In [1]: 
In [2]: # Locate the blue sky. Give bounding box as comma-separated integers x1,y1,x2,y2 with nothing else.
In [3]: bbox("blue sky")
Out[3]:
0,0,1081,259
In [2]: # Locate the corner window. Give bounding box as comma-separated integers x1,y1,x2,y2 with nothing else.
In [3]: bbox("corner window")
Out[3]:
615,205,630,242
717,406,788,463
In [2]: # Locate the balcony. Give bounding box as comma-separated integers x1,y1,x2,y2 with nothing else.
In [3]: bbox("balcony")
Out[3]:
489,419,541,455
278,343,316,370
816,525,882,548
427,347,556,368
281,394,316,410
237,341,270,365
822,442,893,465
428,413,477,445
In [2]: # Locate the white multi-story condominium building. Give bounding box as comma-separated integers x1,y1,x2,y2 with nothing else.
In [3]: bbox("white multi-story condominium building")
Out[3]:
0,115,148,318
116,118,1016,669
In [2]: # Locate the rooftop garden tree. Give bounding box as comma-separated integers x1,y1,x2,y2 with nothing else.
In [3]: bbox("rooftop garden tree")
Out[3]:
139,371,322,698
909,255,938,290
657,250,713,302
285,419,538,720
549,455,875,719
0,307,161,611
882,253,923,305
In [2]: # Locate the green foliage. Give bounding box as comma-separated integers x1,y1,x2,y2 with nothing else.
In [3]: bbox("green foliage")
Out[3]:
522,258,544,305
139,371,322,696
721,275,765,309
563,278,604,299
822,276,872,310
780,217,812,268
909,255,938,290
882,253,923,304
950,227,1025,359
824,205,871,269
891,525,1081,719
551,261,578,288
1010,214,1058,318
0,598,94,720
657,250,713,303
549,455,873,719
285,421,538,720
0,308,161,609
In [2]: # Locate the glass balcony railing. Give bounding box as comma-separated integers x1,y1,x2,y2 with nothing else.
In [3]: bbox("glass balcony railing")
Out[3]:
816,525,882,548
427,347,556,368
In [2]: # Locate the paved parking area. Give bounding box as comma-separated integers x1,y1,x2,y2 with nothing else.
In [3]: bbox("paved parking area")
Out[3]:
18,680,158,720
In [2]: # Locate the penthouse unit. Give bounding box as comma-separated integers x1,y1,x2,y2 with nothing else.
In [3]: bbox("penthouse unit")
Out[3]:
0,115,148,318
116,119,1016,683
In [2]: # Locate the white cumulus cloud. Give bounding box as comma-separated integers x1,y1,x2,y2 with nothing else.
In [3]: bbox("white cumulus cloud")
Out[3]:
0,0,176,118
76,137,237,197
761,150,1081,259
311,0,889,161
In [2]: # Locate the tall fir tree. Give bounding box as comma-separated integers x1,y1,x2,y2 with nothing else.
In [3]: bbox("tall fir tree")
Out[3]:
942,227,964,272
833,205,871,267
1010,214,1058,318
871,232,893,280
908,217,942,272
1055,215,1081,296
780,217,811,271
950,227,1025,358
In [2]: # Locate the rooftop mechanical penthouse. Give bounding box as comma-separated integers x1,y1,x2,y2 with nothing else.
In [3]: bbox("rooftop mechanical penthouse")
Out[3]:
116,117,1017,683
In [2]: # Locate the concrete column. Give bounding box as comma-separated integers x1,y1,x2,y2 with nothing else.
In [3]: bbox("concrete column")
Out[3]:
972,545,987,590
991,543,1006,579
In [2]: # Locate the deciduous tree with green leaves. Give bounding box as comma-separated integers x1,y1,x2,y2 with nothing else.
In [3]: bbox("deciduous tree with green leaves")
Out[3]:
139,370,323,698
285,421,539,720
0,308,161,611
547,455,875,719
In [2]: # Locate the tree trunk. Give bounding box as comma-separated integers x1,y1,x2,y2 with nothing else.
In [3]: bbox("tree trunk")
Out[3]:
########################################
- GIVEN EXERCISE: Copy all of the records above word for word, with nothing changed.

- SOLUTION TO THE PROBLEM:
In [1]: 
In [2]: # Locate the blue sky. Give bounding box as comma-separated integers x1,y1,x2,y2 with nothing else.
In [3]: bbox("blue sky")
Out[3]:
0,0,1081,259
In [2]: # Locate the corner window. Give bounding box as comma-separated integers x1,y1,x2,y2 with nothing else.
In [3]: bbox("corner window")
Out[3]:
615,205,630,242
717,406,788,463
In [2]: # Locate the balcony. Give bounding box as comma-separated integers x1,y1,x2,y2 with nothing else.
In [3]: bbox("balcony")
Out[3]:
489,419,541,455
278,343,316,370
816,525,882,548
427,347,556,368
281,394,316,410
237,341,270,365
822,442,893,465
428,413,477,445
In [2]: # Locate the white multi-story condominium building. Give bounding box as comma-separated integers x1,y1,x2,y2 with nothing else.
In [3]: bbox("white multi-story condominium building")
Out[3]:
0,115,148,318
116,118,1016,669
In [2]: # Locate the rooftop garden tree. Give bounding box as comma-separated integers x1,y1,x2,y2 with nothing else.
In [3]: bbox("rooftop garden tree")
Out[3]:
139,371,322,698
909,255,938,290
657,250,713,302
285,419,538,720
549,455,875,719
0,307,161,611
882,253,923,305
In [2]: # Locate the green foliage. Give bounding box as comma-separated integers x1,y1,x2,y2 with nothing else.
In [3]: bbox("green foliage")
Out[3]:
522,258,544,305
139,371,322,696
721,275,765,309
563,278,604,299
822,276,872,310
780,217,812,268
909,255,938,290
882,253,923,304
950,227,1025,359
824,205,871,269
891,525,1081,719
551,261,578,288
1010,214,1058,318
0,598,94,720
657,250,713,303
549,455,873,719
285,421,538,720
0,308,161,609
In [2]: # Locate the glass balcony railing. Give bounding box as comma-separated integers x1,y1,x2,y2 with nothing else.
In [3]: bbox("glass balcony railing")
Out[3]:
816,525,882,548
427,347,556,368
In [2]: # Locate the paved parking area. Give bounding box as comma-separated integers x1,y1,x2,y2 with nothing else.
In [3]: bbox("paved parking area")
Out[3]:
18,680,158,720
In [2]: # Locate the penthouse unit. Give bounding box as comma-separated integers x1,y1,x2,y2 with nothing else.
In [3]: bbox("penthouse unit")
Out[3]:
0,115,148,318
116,119,1016,683
In [2]: # Locate the white cumulus cloud. Give bounding box as comma-separated integers x1,y1,x2,y2 with nothing else.
In [3]: bbox("white cumulus cloud")
Out[3]:
0,0,176,118
76,137,237,197
761,150,1081,259
311,0,889,161
In [2]: # Locate the tall fir tree. Give bounding box as comma-separated integers x1,y1,x2,y2 with nothing else.
In [3]: bbox("tall fir tree")
Out[3]:
942,227,964,272
833,205,871,267
1010,214,1058,318
871,232,893,280
908,217,942,272
1055,215,1081,296
780,217,811,271
950,227,1025,358
In [2]: # Locate the rooftop mechanical penthouse. Give bounding box as comma-separated integers x1,y1,x2,y2 with nothing else.
In [3]: bbox("rooftop mechanical penthouse")
Out[3]:
116,117,1017,683
In [2]: # Locate the concrete column. Give bounding box as comma-separated integers x1,y1,x2,y2 with nothing else.
In [3]: bbox("concrete column")
Out[3]:
972,545,987,590
991,543,1006,579
In [2]: # Locate the deciduous tree with green leaves. Give bounding box as comma-separated integers x1,y1,x2,y2 with nothing else.
In [3]: bbox("deciduous tree with green leaves")
Out[3]:
139,370,323,698
285,421,539,720
0,308,161,611
547,455,875,719
In [2]: # Locate the tree trunk. Give bounding box as comma-separated integers x1,y1,x2,y2 with nothing else.
In [3]: bbox("tree trunk")
Out[3]:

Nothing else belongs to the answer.